Dataset records:
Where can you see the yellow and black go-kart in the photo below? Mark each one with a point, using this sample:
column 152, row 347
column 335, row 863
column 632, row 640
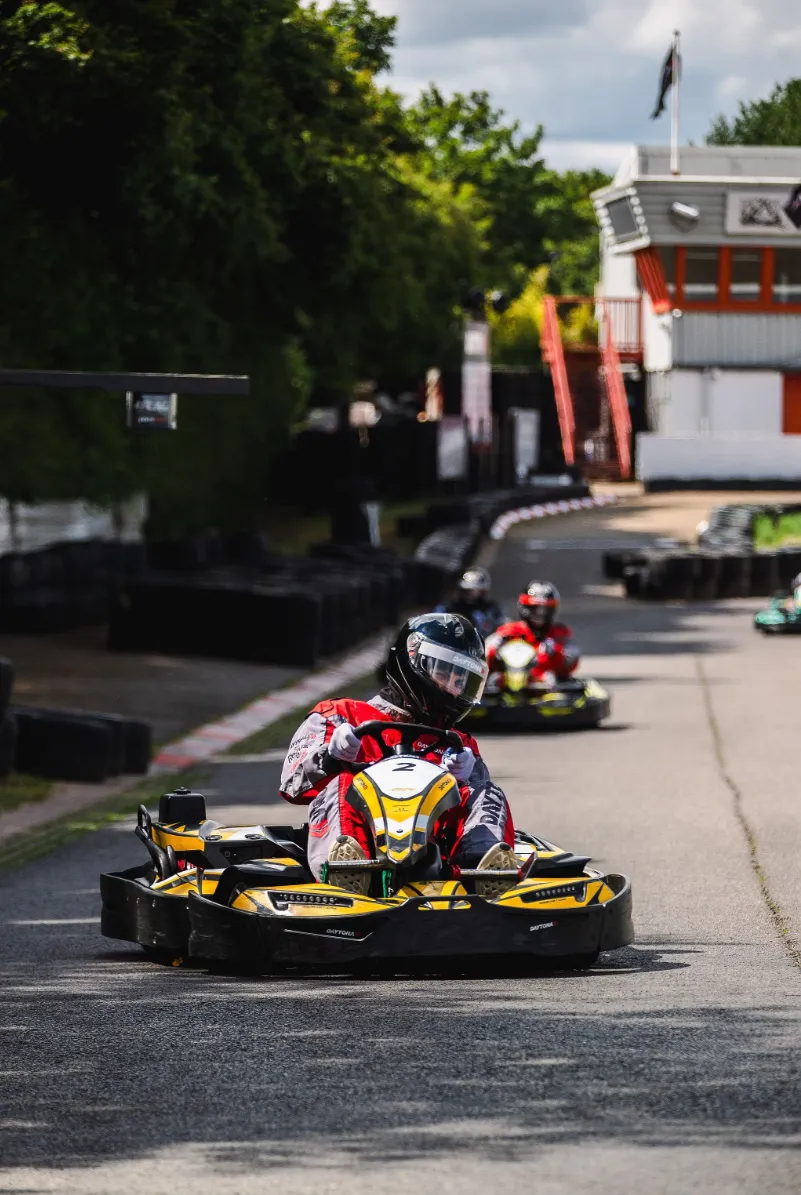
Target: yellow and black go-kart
column 515, row 700
column 245, row 895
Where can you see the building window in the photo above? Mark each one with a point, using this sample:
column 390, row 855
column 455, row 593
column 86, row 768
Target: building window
column 623, row 219
column 667, row 257
column 745, row 285
column 701, row 270
column 787, row 275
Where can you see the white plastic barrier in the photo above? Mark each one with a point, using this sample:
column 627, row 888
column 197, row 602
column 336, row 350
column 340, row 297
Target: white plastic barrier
column 524, row 514
column 28, row 528
column 748, row 458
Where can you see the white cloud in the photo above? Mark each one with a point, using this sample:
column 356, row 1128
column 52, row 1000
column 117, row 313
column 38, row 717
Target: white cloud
column 584, row 154
column 588, row 69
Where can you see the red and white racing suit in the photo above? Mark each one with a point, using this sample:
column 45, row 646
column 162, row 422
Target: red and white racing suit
column 557, row 651
column 464, row 833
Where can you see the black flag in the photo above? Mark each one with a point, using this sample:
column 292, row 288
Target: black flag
column 793, row 207
column 666, row 81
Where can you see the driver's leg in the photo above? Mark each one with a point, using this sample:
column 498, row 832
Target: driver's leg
column 337, row 834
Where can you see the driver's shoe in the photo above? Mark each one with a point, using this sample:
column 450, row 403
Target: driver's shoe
column 347, row 850
column 499, row 858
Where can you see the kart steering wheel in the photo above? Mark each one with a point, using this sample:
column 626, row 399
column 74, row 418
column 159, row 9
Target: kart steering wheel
column 409, row 731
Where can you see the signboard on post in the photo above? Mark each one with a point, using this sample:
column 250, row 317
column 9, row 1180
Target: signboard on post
column 525, row 431
column 477, row 382
column 451, row 448
column 152, row 411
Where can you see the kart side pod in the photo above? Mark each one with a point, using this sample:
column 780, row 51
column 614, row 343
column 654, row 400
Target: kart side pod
column 402, row 798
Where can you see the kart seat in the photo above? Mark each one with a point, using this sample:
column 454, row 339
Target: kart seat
column 564, row 864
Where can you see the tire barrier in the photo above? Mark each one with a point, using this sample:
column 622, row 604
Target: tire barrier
column 65, row 586
column 79, row 746
column 722, row 565
column 306, row 610
column 702, row 576
column 441, row 557
column 231, row 598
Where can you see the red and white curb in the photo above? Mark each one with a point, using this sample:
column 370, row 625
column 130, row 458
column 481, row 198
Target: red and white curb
column 218, row 736
column 524, row 514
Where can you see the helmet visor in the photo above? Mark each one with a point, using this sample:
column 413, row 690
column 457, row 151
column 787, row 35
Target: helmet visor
column 457, row 674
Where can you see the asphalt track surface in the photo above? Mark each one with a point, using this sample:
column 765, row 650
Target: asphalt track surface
column 672, row 1067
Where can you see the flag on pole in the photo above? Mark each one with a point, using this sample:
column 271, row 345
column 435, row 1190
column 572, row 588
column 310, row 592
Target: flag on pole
column 793, row 207
column 670, row 77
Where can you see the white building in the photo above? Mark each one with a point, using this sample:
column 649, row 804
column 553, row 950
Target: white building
column 716, row 263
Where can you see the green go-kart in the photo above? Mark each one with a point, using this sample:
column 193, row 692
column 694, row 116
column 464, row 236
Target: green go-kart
column 782, row 617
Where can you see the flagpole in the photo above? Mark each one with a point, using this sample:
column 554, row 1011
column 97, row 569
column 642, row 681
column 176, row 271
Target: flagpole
column 674, row 114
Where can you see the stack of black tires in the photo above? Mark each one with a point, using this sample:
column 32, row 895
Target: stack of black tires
column 723, row 564
column 275, row 610
column 68, row 745
column 65, row 586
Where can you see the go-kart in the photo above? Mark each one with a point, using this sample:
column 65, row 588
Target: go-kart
column 245, row 895
column 782, row 617
column 517, row 697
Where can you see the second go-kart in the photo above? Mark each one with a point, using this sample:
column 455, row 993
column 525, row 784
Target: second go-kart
column 245, row 895
column 517, row 698
column 782, row 617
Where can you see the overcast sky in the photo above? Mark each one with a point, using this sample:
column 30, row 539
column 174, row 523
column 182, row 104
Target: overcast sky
column 588, row 69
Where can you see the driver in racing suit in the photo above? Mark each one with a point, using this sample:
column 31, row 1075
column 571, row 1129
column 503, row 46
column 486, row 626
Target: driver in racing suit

Set problem:
Could you reproduce all of the records above word for word, leaving out the pictures?

Result:
Where can you see the yellow and black go-kart in the photo below? Mark each one with a point, using this sample:
column 152, row 347
column 335, row 863
column 632, row 640
Target: yellow and black go-kart
column 515, row 700
column 245, row 895
Where can you see the building window in the photo above? Mark each one with a point, using this sample:
column 390, row 855
column 455, row 593
column 86, row 768
Target: building window
column 623, row 219
column 667, row 257
column 745, row 285
column 701, row 270
column 787, row 275
Where can you see the white plastic barrier in the photo above? Mark each one with a point, using this sample:
column 627, row 888
column 197, row 602
column 336, row 350
column 340, row 297
Target: white plastic barrier
column 524, row 514
column 28, row 528
column 748, row 458
Where can you see the white cloud in the photo above? Mark each one with a point, using this sample:
column 356, row 1128
column 52, row 1000
column 117, row 313
column 38, row 717
Target: white cloud
column 584, row 154
column 588, row 69
Where can you see the red and white racing suit in the photo above? Mark each one with a point, using this sample:
column 45, row 646
column 162, row 422
Target: red and white racing suit
column 557, row 651
column 464, row 833
Where can you see the black flag in the photo above? Mark each one with a point, using this sample:
column 292, row 288
Target: black flag
column 793, row 207
column 666, row 81
Where can you see the driver's leg in the photo above? Mark each one with a point, using this sample:
column 498, row 832
Target: driver's leg
column 337, row 834
Where can you see the driver's shoe in the photo above? Mark each one with a point, using this sample:
column 450, row 403
Target: driver's shoe
column 347, row 850
column 499, row 858
Where can you see the kart steering wheel in the photo above? Mark each one with a point, using this sample:
column 626, row 399
column 74, row 418
column 159, row 9
Target: kart steering wheel
column 409, row 731
Where can you see the signboard on post in the photo above? Mark each one with a point, using this sample:
column 250, row 317
column 9, row 1180
Target: signboard on post
column 525, row 431
column 477, row 382
column 451, row 448
column 152, row 411
Where can you see the kart side pod in the photo above? Mark each one with a point, using this sample:
column 780, row 51
column 614, row 343
column 654, row 400
Target: kart side pod
column 402, row 798
Where can you see the kart seat in the photo above? Mark each one with a point, using this sample:
column 454, row 339
Target: kart seat
column 564, row 864
Where can you see the tire barrier in the photo above? Mark each one with a point, using this sample:
column 622, row 604
Target: tire barrier
column 65, row 586
column 79, row 746
column 722, row 565
column 306, row 610
column 702, row 576
column 441, row 557
column 231, row 598
Where can you see the red and white curb in the photo above? Mark each one with a point, using this sample:
column 370, row 625
column 130, row 458
column 481, row 198
Target: red and white curb
column 218, row 736
column 524, row 514
Where can you see the helmet visor in the photo above? Mark each one with a point, using this sample:
column 413, row 690
column 457, row 151
column 787, row 35
Target: helmet visor
column 457, row 674
Where can you see the asphalt track surface in the photo above? Mark each one with a point, using this sample:
column 765, row 650
Target: asphalt track surface
column 672, row 1067
Where can you see the flag on pole in the photo above? Mark each one with a point, using this sample:
column 271, row 345
column 435, row 1190
column 572, row 588
column 310, row 592
Target: flag on pole
column 793, row 207
column 670, row 77
Where can you see the white building in the photo above? Mark each one with a point, using this sample:
column 649, row 804
column 553, row 950
Target: white building
column 716, row 263
Where can you see the green go-kart in the photo above? Mark each one with a point, using this sample:
column 193, row 692
column 694, row 116
column 464, row 236
Target: green go-kart
column 782, row 617
Where can you see the flagpole in the photo above? Mark each one with a point, using this sample:
column 554, row 1011
column 97, row 569
column 642, row 681
column 176, row 271
Target: flagpole
column 674, row 114
Where can you see the stack of black tires in the photo above? Mark each one with a point, using this sample:
column 32, row 895
Target: stack of black tires
column 723, row 564
column 275, row 610
column 68, row 745
column 65, row 586
Where can you see the go-kart in the photo above? Mark each one with a point, using this sample:
column 65, row 588
Target: go-kart
column 245, row 895
column 782, row 617
column 517, row 697
Where can you see the second go-kart in the photo above? Mark each one with a point, using this sample:
column 455, row 993
column 525, row 784
Target: second go-kart
column 245, row 895
column 517, row 698
column 782, row 617
Where can you see the overcast sky in the photo above? Mark each one with a point, using this sample:
column 30, row 539
column 174, row 523
column 182, row 104
Target: overcast sky
column 588, row 69
Where can you see the driver in racing suit in the photo above? Mark each one with a point, using this sample:
column 31, row 1075
column 571, row 1129
column 503, row 46
column 486, row 626
Target: driver in racing suit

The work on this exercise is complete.